In having my heart being like a Western saloon swinging door, that anyone could pass through whenever they needed to, sometimes wearing muddy boots and spurs, I had no ability to monitor what energies I was allowing in. The sheriff was off duty and the deputy was taking a snooze. The piano player was merrily tickling the ivories and the dancing girls were atop the bar entertaining inebriated customers who were hootin’ and hollerin’. It was the perfect recipe for disaster.

What I have since learned is that in slowing down, I have let life catch up with me. In being discerning about who I allow into the inner sanctum, there is more room for myself. By saying no and yes with equal ease, I experience a greater sense of freedom. By treating myself as I would a Beloved Other, I welcome in more love. In offering myself the same love and compassion for the one in the mirror that I do those around me, I refill my tanks.  In emptying out old worn out beliefs, my life fills up with new and improved ones. In casting aside the old stories, I get to write new chapters. In letting go, I am able to draw in. It’s just like the cardiac muscle that needs to contract and expand to pump blood and the lungs that need to inhale and exhale. Can’t have one without the other.

I am realizing that there is a new sheriff in town, shiny badge pinned to her chest; no need for a sidearm in the wild and wooly west.

* _Required work_:
(a) In the page text, what was the deputy doing?
(b) Show each line of the entries that contains the word "pool".

* _Input for this task_:
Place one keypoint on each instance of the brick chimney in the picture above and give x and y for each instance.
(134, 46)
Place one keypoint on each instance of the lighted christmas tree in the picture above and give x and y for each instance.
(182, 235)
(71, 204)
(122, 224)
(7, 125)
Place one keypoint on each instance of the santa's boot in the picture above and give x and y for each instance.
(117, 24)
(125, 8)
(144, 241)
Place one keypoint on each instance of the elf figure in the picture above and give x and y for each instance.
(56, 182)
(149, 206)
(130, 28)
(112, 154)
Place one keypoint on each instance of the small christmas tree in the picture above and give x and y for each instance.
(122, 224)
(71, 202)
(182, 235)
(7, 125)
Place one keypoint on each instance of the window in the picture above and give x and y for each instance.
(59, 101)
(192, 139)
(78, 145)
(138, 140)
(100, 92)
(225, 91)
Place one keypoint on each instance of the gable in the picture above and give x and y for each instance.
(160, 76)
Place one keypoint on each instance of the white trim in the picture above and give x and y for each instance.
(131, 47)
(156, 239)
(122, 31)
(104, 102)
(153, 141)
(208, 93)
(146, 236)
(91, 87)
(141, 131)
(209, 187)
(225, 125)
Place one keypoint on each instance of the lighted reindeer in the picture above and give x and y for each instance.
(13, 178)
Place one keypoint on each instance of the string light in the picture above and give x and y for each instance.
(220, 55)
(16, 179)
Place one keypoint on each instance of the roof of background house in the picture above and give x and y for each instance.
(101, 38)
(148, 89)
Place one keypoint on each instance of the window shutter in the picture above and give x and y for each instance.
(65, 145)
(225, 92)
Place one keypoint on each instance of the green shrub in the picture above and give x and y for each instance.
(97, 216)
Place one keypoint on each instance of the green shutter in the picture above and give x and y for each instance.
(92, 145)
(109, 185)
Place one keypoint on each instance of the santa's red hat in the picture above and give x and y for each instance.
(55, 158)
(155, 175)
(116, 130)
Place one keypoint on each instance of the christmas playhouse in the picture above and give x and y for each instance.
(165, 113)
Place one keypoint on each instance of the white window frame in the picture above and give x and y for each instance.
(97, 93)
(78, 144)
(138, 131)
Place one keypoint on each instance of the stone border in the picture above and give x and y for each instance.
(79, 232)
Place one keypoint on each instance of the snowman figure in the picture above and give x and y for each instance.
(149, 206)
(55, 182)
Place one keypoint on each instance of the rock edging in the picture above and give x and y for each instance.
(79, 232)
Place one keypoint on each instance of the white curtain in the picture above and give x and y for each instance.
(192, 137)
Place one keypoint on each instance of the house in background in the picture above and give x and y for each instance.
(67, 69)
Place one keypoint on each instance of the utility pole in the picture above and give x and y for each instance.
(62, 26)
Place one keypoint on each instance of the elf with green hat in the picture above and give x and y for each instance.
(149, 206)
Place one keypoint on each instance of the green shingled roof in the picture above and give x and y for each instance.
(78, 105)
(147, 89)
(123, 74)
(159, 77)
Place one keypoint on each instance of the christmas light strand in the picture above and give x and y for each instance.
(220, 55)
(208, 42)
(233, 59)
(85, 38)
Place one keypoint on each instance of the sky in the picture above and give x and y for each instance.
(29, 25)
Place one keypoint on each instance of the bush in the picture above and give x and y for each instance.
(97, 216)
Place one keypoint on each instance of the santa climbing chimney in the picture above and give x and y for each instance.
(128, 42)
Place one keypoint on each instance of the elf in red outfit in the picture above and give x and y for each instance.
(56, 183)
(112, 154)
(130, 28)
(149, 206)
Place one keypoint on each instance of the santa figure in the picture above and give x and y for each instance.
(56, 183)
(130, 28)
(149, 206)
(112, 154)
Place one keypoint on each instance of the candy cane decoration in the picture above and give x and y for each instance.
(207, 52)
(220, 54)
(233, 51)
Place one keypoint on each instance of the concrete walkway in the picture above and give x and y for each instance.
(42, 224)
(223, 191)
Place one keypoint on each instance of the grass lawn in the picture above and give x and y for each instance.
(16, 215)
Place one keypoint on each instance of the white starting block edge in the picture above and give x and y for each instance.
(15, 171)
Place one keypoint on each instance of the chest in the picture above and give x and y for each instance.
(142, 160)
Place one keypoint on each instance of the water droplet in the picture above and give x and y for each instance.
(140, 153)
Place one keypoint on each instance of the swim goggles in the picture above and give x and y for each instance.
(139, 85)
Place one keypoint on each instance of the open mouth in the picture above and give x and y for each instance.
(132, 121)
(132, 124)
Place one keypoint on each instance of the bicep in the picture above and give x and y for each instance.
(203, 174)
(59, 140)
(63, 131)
==
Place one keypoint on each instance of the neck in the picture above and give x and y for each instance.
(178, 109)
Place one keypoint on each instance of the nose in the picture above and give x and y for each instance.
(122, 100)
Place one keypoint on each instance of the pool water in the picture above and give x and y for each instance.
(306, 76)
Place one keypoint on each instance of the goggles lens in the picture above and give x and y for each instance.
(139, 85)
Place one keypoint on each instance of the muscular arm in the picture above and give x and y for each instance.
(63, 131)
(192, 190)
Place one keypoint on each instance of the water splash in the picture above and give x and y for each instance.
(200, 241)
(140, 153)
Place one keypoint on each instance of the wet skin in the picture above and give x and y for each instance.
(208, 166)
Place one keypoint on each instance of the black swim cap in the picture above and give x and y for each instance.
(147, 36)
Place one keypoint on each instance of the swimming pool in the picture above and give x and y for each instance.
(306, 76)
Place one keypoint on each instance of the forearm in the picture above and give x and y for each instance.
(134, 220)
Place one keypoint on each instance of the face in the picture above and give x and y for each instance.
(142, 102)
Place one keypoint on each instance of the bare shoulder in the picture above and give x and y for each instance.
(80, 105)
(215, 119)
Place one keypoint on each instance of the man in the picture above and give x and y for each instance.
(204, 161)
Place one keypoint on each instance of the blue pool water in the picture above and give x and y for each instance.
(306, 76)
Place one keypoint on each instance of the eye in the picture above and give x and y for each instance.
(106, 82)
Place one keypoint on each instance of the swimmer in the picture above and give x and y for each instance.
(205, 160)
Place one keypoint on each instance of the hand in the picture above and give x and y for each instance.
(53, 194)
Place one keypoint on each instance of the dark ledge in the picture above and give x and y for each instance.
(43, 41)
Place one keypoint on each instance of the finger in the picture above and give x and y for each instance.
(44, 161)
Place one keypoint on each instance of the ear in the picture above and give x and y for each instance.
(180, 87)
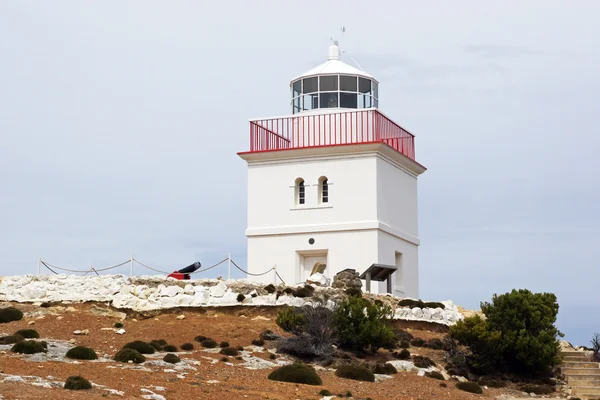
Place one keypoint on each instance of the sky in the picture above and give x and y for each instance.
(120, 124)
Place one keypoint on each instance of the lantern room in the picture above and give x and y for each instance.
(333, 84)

* _Solved problems_:
(a) Taking a snooze.

(b)
Place one keypoint on each instance of the pool water in the picture above and give x and y for each instance.
Place one keypoint on each instance of the swimming pool in the picture above and give x and y for each instance.
Place one keypoint on each instance of the blue pool water in the picture above and give x and y for each instance.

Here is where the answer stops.